*** EXTRACTED ENTRIES ***

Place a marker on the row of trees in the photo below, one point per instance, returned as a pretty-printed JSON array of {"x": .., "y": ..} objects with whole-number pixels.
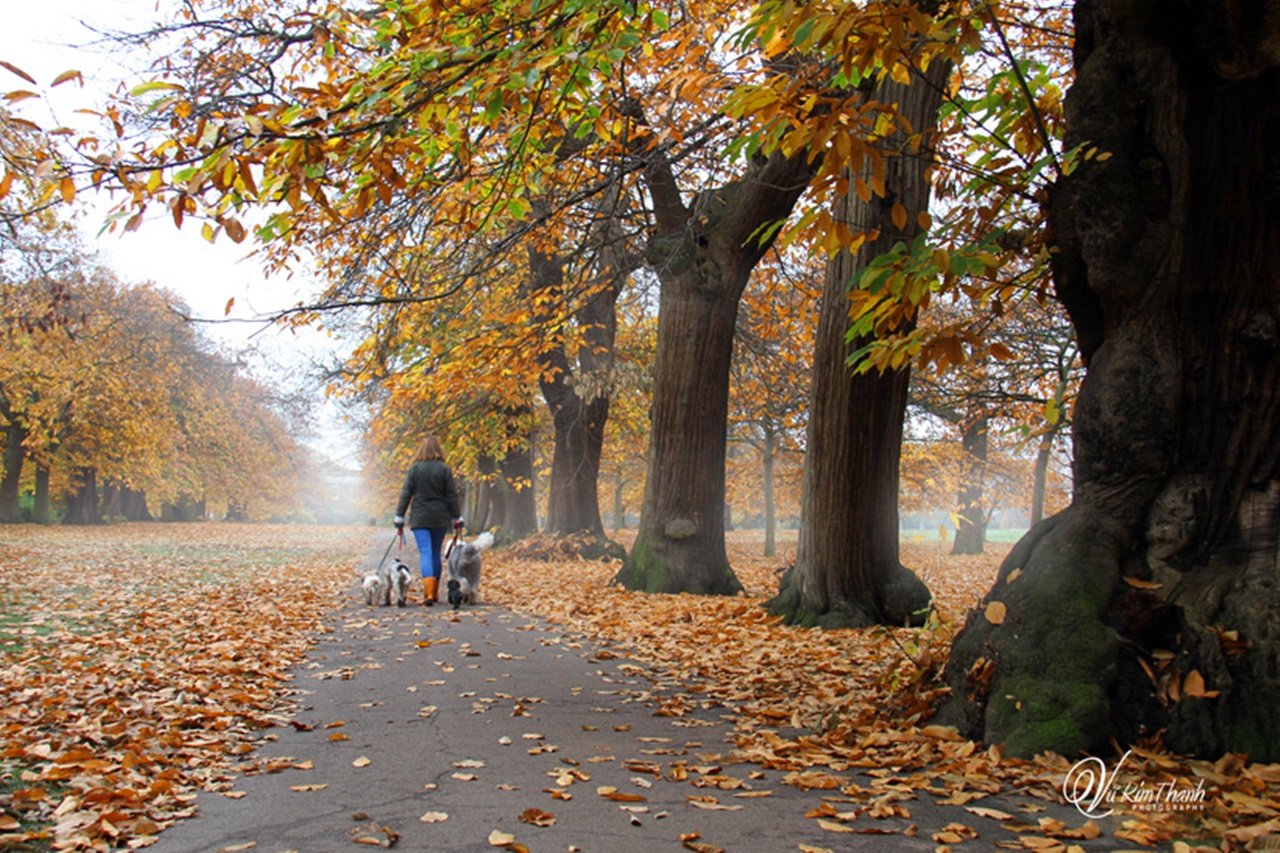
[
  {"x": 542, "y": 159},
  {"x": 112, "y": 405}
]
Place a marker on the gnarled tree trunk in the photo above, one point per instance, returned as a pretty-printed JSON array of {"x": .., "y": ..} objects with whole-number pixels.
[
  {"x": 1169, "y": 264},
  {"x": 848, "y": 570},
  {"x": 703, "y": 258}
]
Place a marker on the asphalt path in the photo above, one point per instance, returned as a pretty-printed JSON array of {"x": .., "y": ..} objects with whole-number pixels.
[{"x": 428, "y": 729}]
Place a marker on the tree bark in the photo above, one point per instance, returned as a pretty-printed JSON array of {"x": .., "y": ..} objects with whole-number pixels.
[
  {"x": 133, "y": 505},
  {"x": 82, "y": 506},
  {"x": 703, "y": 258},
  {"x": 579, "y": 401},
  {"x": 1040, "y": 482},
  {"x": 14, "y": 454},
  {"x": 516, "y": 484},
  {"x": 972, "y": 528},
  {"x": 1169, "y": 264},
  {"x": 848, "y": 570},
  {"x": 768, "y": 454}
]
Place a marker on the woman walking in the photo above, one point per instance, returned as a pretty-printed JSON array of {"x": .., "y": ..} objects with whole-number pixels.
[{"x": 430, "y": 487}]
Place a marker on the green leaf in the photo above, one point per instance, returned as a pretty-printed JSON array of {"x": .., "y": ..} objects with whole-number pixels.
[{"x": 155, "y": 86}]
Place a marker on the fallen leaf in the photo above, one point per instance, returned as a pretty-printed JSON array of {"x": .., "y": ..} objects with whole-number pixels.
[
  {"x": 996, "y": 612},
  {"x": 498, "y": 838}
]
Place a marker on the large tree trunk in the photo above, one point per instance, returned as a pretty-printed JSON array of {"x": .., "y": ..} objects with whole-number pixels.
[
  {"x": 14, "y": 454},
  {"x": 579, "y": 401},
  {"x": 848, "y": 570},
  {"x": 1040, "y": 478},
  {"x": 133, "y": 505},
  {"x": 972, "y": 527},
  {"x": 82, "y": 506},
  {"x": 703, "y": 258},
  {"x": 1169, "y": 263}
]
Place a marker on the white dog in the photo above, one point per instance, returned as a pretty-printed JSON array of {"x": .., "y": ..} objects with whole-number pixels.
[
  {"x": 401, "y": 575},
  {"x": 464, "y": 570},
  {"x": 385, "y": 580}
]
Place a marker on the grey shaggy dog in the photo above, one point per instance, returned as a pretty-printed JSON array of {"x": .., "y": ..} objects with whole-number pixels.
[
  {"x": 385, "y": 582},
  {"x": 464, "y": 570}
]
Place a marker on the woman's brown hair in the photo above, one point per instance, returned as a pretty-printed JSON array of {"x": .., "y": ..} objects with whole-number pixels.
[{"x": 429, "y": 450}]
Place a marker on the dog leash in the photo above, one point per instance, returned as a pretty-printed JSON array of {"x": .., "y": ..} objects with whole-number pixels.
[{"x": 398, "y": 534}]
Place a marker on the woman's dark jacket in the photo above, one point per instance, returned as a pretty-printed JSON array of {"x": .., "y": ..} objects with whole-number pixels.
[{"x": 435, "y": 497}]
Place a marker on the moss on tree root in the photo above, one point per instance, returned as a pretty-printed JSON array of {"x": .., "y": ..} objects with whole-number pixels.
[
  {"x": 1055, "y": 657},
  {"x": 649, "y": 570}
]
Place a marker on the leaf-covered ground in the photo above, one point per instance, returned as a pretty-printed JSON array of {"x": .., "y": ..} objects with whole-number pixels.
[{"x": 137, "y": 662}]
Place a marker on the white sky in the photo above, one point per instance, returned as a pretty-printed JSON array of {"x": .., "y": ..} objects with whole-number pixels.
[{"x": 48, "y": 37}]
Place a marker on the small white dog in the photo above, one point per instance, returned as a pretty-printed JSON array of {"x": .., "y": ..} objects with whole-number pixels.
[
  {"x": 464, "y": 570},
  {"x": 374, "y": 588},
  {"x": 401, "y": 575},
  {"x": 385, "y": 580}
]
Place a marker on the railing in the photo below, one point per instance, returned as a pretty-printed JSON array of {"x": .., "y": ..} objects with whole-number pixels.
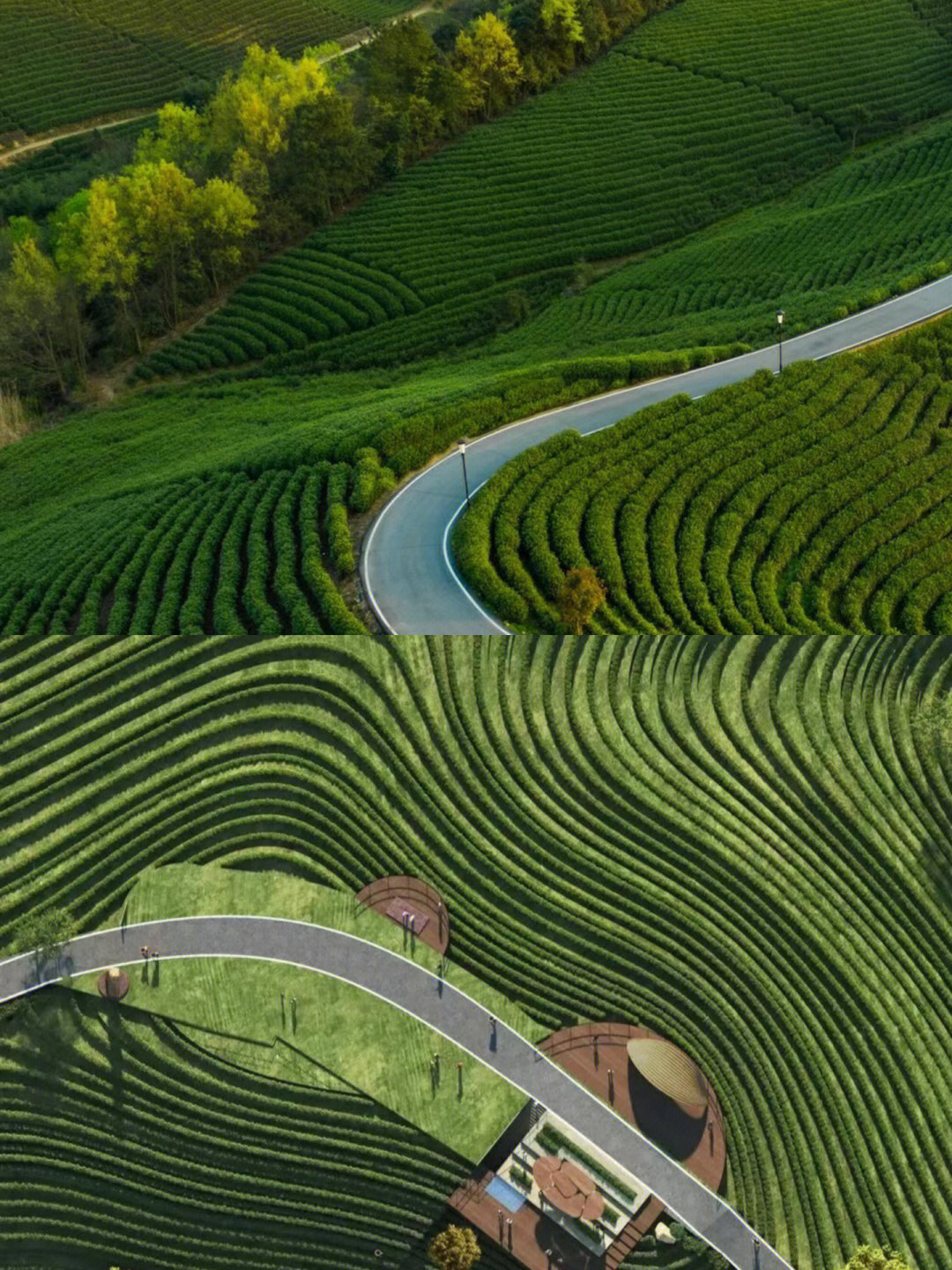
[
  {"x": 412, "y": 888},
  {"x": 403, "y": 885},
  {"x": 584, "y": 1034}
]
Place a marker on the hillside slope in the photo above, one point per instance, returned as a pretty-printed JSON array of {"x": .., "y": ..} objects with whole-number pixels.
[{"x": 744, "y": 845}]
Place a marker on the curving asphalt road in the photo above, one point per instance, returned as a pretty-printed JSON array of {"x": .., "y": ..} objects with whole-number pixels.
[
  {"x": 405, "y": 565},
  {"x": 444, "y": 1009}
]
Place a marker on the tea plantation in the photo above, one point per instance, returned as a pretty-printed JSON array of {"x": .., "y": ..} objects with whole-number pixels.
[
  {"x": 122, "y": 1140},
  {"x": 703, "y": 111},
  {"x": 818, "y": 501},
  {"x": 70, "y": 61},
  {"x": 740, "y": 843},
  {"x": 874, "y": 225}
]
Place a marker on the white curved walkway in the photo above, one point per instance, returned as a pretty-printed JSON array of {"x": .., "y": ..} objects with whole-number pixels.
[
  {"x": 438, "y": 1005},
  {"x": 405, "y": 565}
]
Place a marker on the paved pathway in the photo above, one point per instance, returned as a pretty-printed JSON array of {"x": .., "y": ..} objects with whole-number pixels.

*** End of EXTRACTED ENTRIES ***

Give the data above again exactly. Leave the pictures out.

Place a marker on the row of trees in the photo below, one point per instance, returned as a pretty-printed JSON array of {"x": .., "y": ..} objects with whole-number pixels.
[
  {"x": 542, "y": 159},
  {"x": 112, "y": 405}
]
Place a marker on the gnarled tree trunk in the photo above, one point per instance, returned as a pretty-printed JSON array of {"x": .., "y": ..} objects with whole-number pixels.
[
  {"x": 1169, "y": 264},
  {"x": 848, "y": 570},
  {"x": 703, "y": 258}
]
Place a marker on the asphalt path in the photo above, one point per instance, returned as a pretty-printed JSON array of {"x": .., "y": ..} objects with whole-number pixels.
[{"x": 428, "y": 729}]
Place a marker on the tree bark in the photo above, one point per instance, returned as a pretty-printed JSON array of {"x": .., "y": ..} objects with whole-number pixels.
[
  {"x": 133, "y": 505},
  {"x": 82, "y": 506},
  {"x": 703, "y": 258},
  {"x": 579, "y": 401},
  {"x": 1040, "y": 482},
  {"x": 14, "y": 454},
  {"x": 516, "y": 484},
  {"x": 972, "y": 528},
  {"x": 1169, "y": 264},
  {"x": 848, "y": 570},
  {"x": 768, "y": 454}
]
Place a marker on the woman walking in the photo above, one point per instance, returned as a pretty-printed JSON array of {"x": .., "y": ..} objects with whole-number pixels.
[{"x": 430, "y": 487}]
Place a marker on the green leaf in the photo above, one point per instance, returned as a pretty-printed JSON array of {"x": .., "y": ..} objects with whole-number pixels.
[{"x": 155, "y": 86}]
Place a marker on the fallen leaf in the photo above, one point per instance, returned as a pretty-printed JSON array of {"x": .., "y": ..} objects with whole-number pixels.
[
  {"x": 996, "y": 612},
  {"x": 498, "y": 838}
]
Place a marker on the large tree trunk in the photo above, one point per instance, returned as a pretty-printed JSON array of {"x": .., "y": ..} objects with whole-number pixels.
[
  {"x": 14, "y": 454},
  {"x": 579, "y": 401},
  {"x": 848, "y": 570},
  {"x": 1040, "y": 478},
  {"x": 133, "y": 505},
  {"x": 972, "y": 527},
  {"x": 82, "y": 506},
  {"x": 703, "y": 258},
  {"x": 1169, "y": 263}
]
Place a marker on the white dog in the photo above, one point per instance, returned as a pretty-printed JSON array of {"x": .., "y": ..} objects with whole-number pixels.
[
  {"x": 401, "y": 575},
  {"x": 464, "y": 570},
  {"x": 385, "y": 580}
]
Place a marker on the grey shaggy dog in the photo above, one point per instance, returned as a pretty-printed JSON array of {"x": .., "y": ..} objects with whole-number pixels.
[
  {"x": 385, "y": 582},
  {"x": 464, "y": 570}
]
Place a marker on the woman's brown hair in the photo above, one point per instance, returned as a pretty-printed JSON array of {"x": .., "y": ..} objects with whole-number pixels.
[{"x": 429, "y": 450}]
Place a marker on the dog leash in the photo above, one point per instance, returned as a pretty-printed JSON array of {"x": .., "y": ..} objects with whole-number pixels.
[{"x": 398, "y": 534}]
Place a marker on the woman's dark jacket in the photo above, one point per instance, returned as a pretty-printed JSON array of {"x": .., "y": ..} objects with whole-number pixels.
[{"x": 435, "y": 497}]
Place a marker on the moss on tree root in the photo above, one point per instance, returned as a pretty-printed JSON array of {"x": .., "y": ..} objects with whole-number pixels.
[
  {"x": 1055, "y": 657},
  {"x": 649, "y": 570}
]
Place a marker on the leaf-covered ground in the photo above, one point per instance, returned as a pretty-printed JSON array of {"x": .., "y": ..} objects with whole-number pixels.
[{"x": 137, "y": 662}]
Place a marker on the white sky in the photo above, one point per instance, returned as a pretty-printed JSON array of {"x": .., "y": ..} objects with whole-number pixels.
[{"x": 48, "y": 37}]
Place a marker on the small white dog in the photo above, one point per instance, returned as a pretty-printed JSON array of {"x": .., "y": ..} objects with whole-number pixels.
[
  {"x": 464, "y": 570},
  {"x": 374, "y": 588},
  {"x": 401, "y": 575},
  {"x": 385, "y": 580}
]
Place a marker on the railing in the photo below, one point per instance, returned as a pretty-printed JSON array of {"x": .., "y": ..} objects with whole-number pixels.
[
  {"x": 412, "y": 888},
  {"x": 403, "y": 885},
  {"x": 584, "y": 1034}
]
Place a marker on the hillside slope in the photo above, one point per instance, returned as a pretty-printed JSON array of {"x": .., "y": ..} objects with whole-number pixels.
[{"x": 744, "y": 845}]
Place a marker on the curving asphalt road in the photo above, one point per instance, returned as a pretty-printed JSON array of {"x": .., "y": ..} objects with whole-number pixels.
[
  {"x": 405, "y": 565},
  {"x": 444, "y": 1009}
]
Place a marker on the tea plantation in the photo above, one point per instance, returned as a pretty-printed JSON array of {"x": .., "y": ..} objects with whole-number pixels.
[
  {"x": 122, "y": 1140},
  {"x": 703, "y": 111},
  {"x": 818, "y": 501},
  {"x": 70, "y": 61},
  {"x": 740, "y": 843},
  {"x": 874, "y": 225}
]
Place a marker on the white curved walkway in the photo above, one point per instance, returned as a pretty-printed JSON array of {"x": .., "y": ..} objects with whole-number pixels.
[
  {"x": 438, "y": 1005},
  {"x": 405, "y": 565}
]
Place a marker on the paved pathway in the photo above, one point per instance, returned as a pretty-printed JSON array of {"x": .., "y": ..} objects with whole-number pixels.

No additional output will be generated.